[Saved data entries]
####################

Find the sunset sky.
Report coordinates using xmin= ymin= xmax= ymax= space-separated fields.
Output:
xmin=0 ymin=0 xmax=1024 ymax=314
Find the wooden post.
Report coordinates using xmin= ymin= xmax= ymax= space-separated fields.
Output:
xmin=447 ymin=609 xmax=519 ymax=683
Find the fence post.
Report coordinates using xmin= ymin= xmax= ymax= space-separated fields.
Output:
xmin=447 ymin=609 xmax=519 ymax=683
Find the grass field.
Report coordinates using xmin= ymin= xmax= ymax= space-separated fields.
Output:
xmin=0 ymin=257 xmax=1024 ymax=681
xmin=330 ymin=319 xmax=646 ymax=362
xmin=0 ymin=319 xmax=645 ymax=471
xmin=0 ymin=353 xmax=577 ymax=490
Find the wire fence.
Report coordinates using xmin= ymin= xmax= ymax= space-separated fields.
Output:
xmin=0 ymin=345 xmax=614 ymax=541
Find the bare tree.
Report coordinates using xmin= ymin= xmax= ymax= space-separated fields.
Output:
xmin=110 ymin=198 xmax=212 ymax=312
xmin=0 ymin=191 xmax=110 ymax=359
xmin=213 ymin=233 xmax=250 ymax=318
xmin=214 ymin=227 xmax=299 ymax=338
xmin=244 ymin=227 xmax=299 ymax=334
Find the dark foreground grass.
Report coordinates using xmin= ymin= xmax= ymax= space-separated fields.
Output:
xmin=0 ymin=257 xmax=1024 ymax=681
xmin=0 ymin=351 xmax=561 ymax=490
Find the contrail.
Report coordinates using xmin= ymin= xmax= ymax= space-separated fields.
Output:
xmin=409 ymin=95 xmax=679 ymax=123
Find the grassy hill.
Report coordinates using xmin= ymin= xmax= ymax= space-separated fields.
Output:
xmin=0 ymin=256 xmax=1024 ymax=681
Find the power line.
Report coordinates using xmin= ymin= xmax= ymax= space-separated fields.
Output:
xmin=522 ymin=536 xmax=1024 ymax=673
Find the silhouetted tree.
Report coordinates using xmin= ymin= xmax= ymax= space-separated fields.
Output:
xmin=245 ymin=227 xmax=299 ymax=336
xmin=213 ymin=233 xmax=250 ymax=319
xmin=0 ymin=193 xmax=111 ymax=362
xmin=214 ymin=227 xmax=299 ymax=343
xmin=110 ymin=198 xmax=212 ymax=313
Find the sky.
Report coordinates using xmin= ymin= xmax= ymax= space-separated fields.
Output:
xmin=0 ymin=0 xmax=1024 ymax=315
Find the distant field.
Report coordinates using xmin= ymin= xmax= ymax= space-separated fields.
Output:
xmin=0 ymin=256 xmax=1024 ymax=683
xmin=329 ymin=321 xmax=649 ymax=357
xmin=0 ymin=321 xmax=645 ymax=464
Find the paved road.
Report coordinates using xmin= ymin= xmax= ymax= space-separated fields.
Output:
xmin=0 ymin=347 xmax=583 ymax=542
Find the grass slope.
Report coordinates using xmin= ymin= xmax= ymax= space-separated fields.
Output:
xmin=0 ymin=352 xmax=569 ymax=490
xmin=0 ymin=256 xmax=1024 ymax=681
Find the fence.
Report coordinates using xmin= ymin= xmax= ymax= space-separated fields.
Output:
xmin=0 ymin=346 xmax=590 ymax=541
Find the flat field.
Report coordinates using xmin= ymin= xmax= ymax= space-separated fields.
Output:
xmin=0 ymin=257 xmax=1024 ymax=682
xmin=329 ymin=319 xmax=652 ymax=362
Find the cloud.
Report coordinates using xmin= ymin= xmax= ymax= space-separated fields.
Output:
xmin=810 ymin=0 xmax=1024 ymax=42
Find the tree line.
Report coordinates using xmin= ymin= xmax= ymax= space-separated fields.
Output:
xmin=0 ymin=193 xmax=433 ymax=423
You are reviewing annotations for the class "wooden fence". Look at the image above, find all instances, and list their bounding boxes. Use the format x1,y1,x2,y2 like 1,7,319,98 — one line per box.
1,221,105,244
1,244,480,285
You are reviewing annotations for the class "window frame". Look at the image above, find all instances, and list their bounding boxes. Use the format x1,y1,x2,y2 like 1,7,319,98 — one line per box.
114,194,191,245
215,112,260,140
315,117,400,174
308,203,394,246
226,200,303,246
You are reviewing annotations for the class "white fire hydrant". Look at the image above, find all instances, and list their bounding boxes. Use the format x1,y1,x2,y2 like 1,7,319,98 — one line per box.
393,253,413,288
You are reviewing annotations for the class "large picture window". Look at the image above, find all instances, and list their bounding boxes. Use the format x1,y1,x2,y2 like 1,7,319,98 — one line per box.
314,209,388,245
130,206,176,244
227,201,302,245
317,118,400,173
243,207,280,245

####################

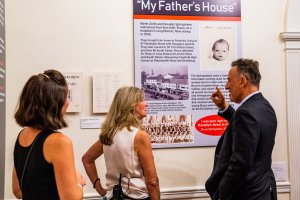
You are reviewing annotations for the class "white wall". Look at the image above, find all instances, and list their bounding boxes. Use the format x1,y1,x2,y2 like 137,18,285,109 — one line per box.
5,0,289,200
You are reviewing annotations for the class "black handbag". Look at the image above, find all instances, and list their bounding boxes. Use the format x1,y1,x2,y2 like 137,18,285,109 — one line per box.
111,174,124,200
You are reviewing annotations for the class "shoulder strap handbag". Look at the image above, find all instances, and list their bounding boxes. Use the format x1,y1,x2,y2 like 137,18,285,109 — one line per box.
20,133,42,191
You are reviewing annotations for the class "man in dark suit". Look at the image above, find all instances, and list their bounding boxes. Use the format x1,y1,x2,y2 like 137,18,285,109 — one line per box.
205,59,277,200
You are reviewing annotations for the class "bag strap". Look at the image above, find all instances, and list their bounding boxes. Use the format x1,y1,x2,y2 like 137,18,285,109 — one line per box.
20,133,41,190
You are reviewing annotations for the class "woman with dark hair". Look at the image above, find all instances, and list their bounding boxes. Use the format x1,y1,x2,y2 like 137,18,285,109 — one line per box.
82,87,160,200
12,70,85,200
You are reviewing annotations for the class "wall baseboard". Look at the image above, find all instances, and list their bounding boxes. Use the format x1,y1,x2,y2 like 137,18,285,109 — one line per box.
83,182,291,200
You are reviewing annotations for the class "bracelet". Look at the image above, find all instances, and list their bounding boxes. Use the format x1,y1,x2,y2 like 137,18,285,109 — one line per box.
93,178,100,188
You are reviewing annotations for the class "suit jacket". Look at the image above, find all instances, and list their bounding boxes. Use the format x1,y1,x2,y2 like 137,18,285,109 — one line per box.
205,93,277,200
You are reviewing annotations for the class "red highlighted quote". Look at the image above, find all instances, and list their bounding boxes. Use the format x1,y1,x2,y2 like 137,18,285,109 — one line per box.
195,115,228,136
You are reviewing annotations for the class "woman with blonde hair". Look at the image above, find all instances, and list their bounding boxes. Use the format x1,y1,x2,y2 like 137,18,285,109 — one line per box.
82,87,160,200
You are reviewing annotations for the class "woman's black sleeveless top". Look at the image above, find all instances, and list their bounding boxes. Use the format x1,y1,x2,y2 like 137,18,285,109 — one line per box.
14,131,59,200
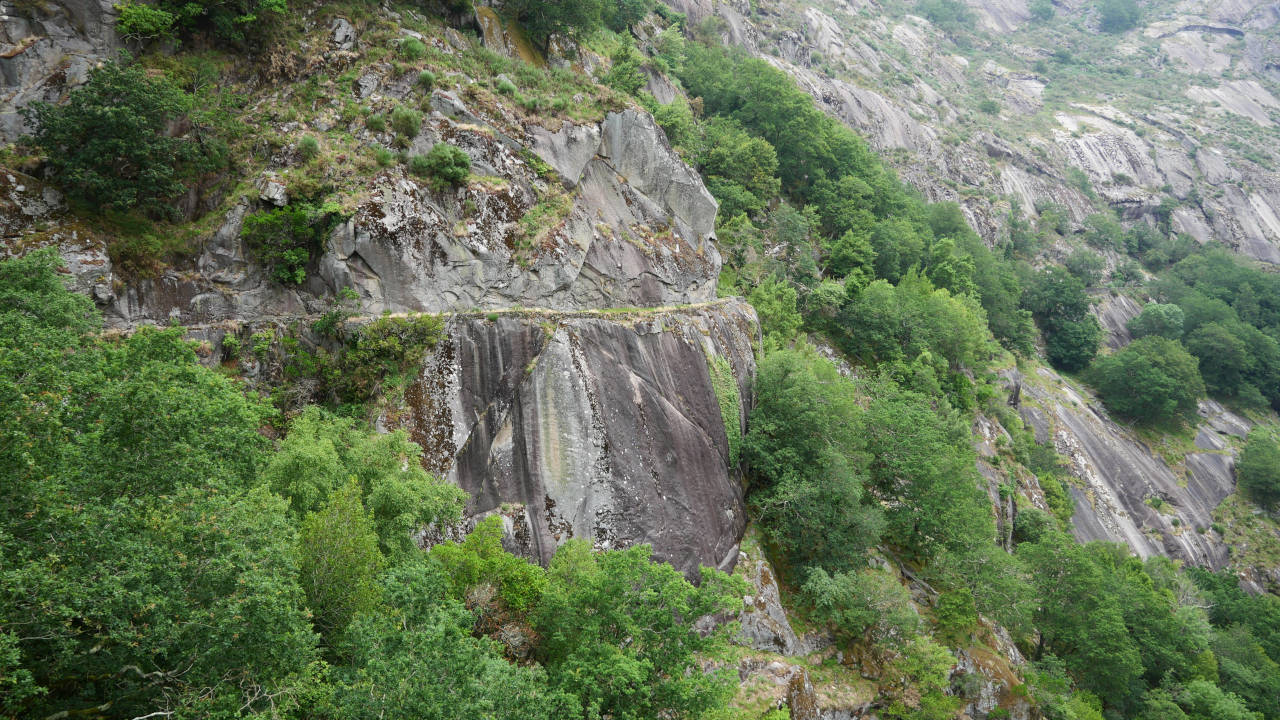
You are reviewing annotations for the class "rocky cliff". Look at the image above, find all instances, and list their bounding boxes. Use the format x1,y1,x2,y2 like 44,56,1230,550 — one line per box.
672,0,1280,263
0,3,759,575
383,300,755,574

####################

> _WORK TO BE COMPLETED_
Rewrite the stretch from the line containing "Find the distant field." through the line containing "1,244,480,285", switching each "Output:" to "Result:" and leaving everything else in those lines as it is.

> _THE OUTPUT_
Find the distant field.
Report coordinates using xmin= ymin= xmax= ymax= space-separated fields.
Result:
xmin=0 ymin=256 xmax=1024 ymax=683
xmin=329 ymin=321 xmax=649 ymax=357
xmin=0 ymin=321 xmax=645 ymax=464
Find the paved road.
Report coordinates using xmin= ymin= xmax= ymax= space-separated fields.
Result:
xmin=0 ymin=347 xmax=583 ymax=542
Find the grass slope.
Report coordinates using xmin= ymin= xmax= ymax= space-separated fields.
Result:
xmin=0 ymin=352 xmax=569 ymax=490
xmin=0 ymin=256 xmax=1024 ymax=681
Find the fence.
Report coordinates using xmin= ymin= xmax= ymax= space-separated fields.
Result:
xmin=0 ymin=346 xmax=590 ymax=541
Find the flat field.
Report coordinates using xmin= ymin= xmax= ymax= space-separated fields.
Result:
xmin=0 ymin=257 xmax=1024 ymax=682
xmin=329 ymin=319 xmax=652 ymax=362
Find the cloud.
Report coordinates using xmin= ymin= xmax= ymax= space-separated fields.
Result:
xmin=810 ymin=0 xmax=1024 ymax=42
Find the tree line.
Report coordinates using xmin= ymin= xmax= ymax= space-separated fields.
Result:
xmin=0 ymin=193 xmax=433 ymax=423
You are reviewing annotations for the class "wooden fence". Look at the image above, find all instances, and list their bounding boxes. Use the format x1,y1,x2,y2 like 1,7,319,98 — one line per box.
1,221,105,244
1,244,480,285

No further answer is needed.